ABOUT THIS TASK:
Copy every line of the entries that includes the word "wispy".
+++ SUPPLIED DATA
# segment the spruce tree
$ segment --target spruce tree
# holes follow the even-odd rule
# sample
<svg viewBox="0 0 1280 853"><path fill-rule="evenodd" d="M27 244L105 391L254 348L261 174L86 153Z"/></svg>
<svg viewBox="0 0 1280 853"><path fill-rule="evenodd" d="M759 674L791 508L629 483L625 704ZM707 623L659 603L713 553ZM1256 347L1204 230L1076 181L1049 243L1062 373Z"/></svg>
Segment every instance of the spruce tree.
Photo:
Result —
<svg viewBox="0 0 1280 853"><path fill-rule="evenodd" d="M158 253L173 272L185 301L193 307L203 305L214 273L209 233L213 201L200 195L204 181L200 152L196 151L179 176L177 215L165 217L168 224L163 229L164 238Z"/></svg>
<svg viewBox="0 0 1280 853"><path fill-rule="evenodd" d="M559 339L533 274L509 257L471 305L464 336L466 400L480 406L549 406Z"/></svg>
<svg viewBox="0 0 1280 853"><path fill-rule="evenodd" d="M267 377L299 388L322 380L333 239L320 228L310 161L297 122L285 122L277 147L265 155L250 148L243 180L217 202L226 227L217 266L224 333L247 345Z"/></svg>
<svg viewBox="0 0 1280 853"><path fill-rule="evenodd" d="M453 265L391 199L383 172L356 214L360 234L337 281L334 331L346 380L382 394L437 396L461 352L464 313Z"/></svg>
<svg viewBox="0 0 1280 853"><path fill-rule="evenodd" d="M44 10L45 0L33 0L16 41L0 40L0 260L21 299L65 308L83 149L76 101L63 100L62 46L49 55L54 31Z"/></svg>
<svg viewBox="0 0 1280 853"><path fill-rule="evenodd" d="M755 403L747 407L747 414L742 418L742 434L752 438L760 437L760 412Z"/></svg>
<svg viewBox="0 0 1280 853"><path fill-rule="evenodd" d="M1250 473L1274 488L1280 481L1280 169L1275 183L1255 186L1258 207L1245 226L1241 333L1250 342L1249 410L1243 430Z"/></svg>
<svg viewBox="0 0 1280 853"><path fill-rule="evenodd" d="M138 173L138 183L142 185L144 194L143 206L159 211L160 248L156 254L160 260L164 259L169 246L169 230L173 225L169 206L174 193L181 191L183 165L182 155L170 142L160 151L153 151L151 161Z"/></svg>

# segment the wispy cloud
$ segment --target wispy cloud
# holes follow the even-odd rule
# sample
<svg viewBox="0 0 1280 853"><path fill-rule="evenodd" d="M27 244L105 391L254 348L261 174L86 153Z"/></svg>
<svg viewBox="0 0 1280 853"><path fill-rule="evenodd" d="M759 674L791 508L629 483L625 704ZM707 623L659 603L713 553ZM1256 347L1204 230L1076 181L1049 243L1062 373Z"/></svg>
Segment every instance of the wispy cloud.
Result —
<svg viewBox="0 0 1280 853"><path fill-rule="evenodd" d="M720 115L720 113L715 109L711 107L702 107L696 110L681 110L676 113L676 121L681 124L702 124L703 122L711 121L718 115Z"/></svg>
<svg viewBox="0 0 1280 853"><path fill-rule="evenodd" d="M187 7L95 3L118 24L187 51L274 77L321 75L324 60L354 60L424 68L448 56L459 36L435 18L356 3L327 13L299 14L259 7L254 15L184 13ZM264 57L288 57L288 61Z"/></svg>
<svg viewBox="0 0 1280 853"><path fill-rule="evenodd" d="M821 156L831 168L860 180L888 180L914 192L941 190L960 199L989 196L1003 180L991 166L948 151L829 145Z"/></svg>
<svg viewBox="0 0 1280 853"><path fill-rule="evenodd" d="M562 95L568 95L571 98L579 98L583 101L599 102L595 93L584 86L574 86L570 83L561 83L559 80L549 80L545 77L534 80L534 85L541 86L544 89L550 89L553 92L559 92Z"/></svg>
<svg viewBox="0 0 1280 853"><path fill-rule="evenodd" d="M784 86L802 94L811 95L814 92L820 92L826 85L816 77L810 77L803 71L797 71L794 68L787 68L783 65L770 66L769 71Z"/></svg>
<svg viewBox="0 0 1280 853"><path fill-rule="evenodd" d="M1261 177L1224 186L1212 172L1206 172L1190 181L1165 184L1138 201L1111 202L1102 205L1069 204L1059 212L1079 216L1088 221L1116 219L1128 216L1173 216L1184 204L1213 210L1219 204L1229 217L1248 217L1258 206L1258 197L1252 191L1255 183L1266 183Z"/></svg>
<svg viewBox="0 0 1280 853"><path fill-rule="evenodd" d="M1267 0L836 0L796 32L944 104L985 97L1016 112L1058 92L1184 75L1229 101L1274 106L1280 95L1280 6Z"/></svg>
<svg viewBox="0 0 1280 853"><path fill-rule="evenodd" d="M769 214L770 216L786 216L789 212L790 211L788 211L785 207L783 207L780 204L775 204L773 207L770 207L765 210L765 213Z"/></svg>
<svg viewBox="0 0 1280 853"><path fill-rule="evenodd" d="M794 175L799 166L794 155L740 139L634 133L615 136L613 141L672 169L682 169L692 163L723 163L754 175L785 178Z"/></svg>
++++++
ANSWER BOX:
# segment the wispy cloud
$ segment --target wispy cloud
Segment every instance of the wispy cloud.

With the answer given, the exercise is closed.